O6: Optimizing the monitoring of RMNCAH+N program implementation in Northern Nigeria using a data visualization dashboard: the Kaduna state experience

Collins Imarhiagbe1, David Udanwojo1, Abimbola Phillips1, Ray-Desmond Umechinedu1, Terlumun Dyege1, Rose Ibanichuka1, Omowunmi Obisesan1, Obioma Azurunwa1, Evelyn Urueye1, Francis Ogirima1, Pius Christopher-Izere1, Bolanle Oyeledun1, Adetosoye Adebanjo2, Lilian Anomnachi2, Olayiwola Jaiyeola2, Damilola Olaniyan2

1Centre for Integrated Health Programs, Abuja, Nigeria; 2Technical Advice Connect, Abuja, Nigeria

Correspondence: Collins Imarhiagbe (

BMC Proceedings 2024, 18(8):O6

Issues: Kaduna State, with 2 million women of reproductive age, implements multiple donor-supported Reproductive Maternal Neonatal Child Adolescent Health Plus Nutrition (RMNCAH+N) interventions across its 23 Local Government Areas (LGA). This multiplicity of interventions posed a challenge for data collection, reporting, and easy visualization of key RMNCAH+N indicators through the official national District Health Information System (DHIS) platform necessary for process monitoring of key performance indicators (KPI) as critical data elements were often not available on the DHIS instance. Non-accessibility for rapid update by the state resulted to the use of multiple excel spreadsheets by health officials and other stakeholders leading to fragmented tabular data presentation, the tedious process of analysis, and minimal data visualization for trend analysis (Figure 1). To mitigate these challenges, Technical Advice Connect, with funding from Bill and Melinda Gates Foundation, supported Centre for Integrated Health Programs to provide technical assistance to the Kaduna State government to create a dashboard to centralize, and visualize data for well informed decision on RMNCAH+N performance as part of interventions to scale up uptake of RMNCAH+N interventions through the Group Antenatal Care model.

Description of the Project: Through a consultative process with RMNCAH+N technical working groups, the data needs for a dashboard creation were identified and reviewed in line with KPI. An electronic dashboard was designed to visualize and share routine service data on the state RMNCAH+N at the facility, LGA, and state levels. The development of the electronic dashboard commenced in January 2021 using Tableau Embedded Analytics integrated into a web portal with controlled access at varying user’s levels and was completed over a period of 45 days.

# TASK INSTRUCTIONS
• a. According to the text on the Kaduna State dashboard, how long did it take to complete the electronic dashboard?
• b. Pick up the text on the Kaduna State dashboard after its final sentence and keep writing it.
The records below come from a separate source.

# DATASET ENTRIES
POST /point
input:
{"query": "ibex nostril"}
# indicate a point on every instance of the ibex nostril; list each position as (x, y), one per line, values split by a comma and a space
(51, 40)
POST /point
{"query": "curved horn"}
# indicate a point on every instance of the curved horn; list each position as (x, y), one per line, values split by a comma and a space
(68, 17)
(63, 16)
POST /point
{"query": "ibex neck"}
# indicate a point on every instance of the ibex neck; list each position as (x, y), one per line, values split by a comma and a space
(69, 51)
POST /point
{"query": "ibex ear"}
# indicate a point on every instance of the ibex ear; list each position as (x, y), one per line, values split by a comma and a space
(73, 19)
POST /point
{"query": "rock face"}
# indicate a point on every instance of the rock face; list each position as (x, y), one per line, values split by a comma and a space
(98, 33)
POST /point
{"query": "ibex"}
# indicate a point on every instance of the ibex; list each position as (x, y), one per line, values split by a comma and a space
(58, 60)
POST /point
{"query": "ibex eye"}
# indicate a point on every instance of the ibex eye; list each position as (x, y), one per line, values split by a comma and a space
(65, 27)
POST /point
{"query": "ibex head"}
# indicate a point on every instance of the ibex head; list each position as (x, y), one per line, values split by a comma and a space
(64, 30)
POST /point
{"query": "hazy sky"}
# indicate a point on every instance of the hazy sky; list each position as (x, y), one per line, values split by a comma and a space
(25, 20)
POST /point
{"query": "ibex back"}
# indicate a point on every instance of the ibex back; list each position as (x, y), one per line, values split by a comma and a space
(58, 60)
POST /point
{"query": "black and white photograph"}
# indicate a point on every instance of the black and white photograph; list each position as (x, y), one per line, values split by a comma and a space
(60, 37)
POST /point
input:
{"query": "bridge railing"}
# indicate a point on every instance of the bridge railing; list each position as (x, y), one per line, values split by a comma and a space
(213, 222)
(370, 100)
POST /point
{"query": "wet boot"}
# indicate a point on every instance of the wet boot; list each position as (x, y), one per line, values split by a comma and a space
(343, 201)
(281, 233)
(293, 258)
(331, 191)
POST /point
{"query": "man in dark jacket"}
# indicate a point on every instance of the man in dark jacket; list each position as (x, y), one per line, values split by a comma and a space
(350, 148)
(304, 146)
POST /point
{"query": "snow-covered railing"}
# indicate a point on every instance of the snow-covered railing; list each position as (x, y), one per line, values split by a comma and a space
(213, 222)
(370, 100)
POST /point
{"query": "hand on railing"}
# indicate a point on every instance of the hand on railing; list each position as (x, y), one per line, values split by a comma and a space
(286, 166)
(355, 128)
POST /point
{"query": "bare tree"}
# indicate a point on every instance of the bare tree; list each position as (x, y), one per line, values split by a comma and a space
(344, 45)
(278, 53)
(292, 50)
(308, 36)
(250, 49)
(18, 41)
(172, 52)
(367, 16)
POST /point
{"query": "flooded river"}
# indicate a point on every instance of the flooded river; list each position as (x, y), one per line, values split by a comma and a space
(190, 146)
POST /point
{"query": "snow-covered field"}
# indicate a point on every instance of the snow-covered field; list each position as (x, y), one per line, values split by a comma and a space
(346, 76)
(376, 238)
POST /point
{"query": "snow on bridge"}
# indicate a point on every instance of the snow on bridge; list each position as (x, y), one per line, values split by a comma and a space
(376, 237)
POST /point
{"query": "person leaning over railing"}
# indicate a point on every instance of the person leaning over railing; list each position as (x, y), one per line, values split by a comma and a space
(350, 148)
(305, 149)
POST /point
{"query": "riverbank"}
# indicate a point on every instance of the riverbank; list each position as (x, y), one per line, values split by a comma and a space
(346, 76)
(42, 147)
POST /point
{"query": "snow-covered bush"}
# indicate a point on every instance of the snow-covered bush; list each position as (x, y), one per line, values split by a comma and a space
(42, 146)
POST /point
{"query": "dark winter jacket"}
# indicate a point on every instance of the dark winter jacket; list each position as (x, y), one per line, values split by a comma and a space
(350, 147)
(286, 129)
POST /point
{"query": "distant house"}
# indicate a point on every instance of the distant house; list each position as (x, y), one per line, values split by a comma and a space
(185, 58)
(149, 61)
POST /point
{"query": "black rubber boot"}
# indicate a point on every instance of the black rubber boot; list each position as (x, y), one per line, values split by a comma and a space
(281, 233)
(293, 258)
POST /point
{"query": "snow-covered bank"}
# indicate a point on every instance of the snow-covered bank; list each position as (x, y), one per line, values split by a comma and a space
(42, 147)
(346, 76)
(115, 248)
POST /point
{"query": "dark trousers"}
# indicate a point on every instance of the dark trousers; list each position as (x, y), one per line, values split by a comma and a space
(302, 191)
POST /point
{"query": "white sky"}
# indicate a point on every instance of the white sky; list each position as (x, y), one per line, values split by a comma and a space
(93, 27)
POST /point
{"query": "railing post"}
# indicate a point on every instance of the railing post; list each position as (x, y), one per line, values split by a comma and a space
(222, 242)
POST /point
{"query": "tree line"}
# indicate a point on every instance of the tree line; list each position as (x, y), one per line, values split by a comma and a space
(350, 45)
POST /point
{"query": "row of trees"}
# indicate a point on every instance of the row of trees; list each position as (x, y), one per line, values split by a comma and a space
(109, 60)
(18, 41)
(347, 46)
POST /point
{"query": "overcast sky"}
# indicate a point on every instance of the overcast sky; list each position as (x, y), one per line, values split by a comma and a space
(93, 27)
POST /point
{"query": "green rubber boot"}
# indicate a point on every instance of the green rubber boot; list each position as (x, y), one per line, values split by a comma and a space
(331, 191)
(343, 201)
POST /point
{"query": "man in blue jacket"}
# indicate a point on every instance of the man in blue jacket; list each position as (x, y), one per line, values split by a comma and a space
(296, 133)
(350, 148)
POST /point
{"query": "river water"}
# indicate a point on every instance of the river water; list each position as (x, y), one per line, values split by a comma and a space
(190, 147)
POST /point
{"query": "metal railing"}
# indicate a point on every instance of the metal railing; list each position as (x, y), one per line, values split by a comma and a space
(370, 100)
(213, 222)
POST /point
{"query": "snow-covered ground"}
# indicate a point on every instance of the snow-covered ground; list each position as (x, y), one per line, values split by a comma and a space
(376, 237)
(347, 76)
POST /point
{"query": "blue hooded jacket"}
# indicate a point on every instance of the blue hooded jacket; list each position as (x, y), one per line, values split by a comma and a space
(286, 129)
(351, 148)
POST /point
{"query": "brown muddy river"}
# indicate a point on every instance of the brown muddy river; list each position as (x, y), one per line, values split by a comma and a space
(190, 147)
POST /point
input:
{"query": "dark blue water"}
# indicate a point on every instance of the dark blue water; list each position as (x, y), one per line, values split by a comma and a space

# ANSWERS TO THIS EXERCISE
• a. 45 days

• b.
The dashboard identified over 250 indicators, using available data from 2017-2021, at state, LGA, ward, facility levels, and visualizes disaggregation on age, gender, and mode of intervention using an easily navigated filter. The dashboard was linked to DHIS2 via an Application Programming Interface (API) and had data analytics on RMNCAH+N program areas displayed as storyboards on one screen.

The design, development, and testing stages passed through three iterative review meetings involving key government health agencies with demonstration of the dashboard leading to its final publication in April 2022. To enhance sustainability, selected state officials skillful in information technology were trained in administration of the dashboard and to provide users with any needed support.

Lessons Learned: Post-RMNCAH+N dashboard implementation in April 2022, at least 250 plus indicators were reported successfully from all components of the RMNCAH+N interventions respectively. Access was provided to 27 state officials who were trained on its use. The dashboard was useful for near real-time review and automated analysis of data for improved program decision making, tracking, and monitoring of RMNCAH+N outcomes such as family planning uptake, hospital delivery by pregnant women, and immunization uptake. This has potential to significantly improve monitoring of the MNCH interventions by state officials and process ownership for overall improvement of maternal outcomes (Figure 2).

Conclusion: The RMNCAH+N dashboard was a successful digital intervention which has increased the visibility of and accessibility to data critical for improving decision-making among stakeholders responsible for the health of populations.

Fig. 1 (Abstract O6)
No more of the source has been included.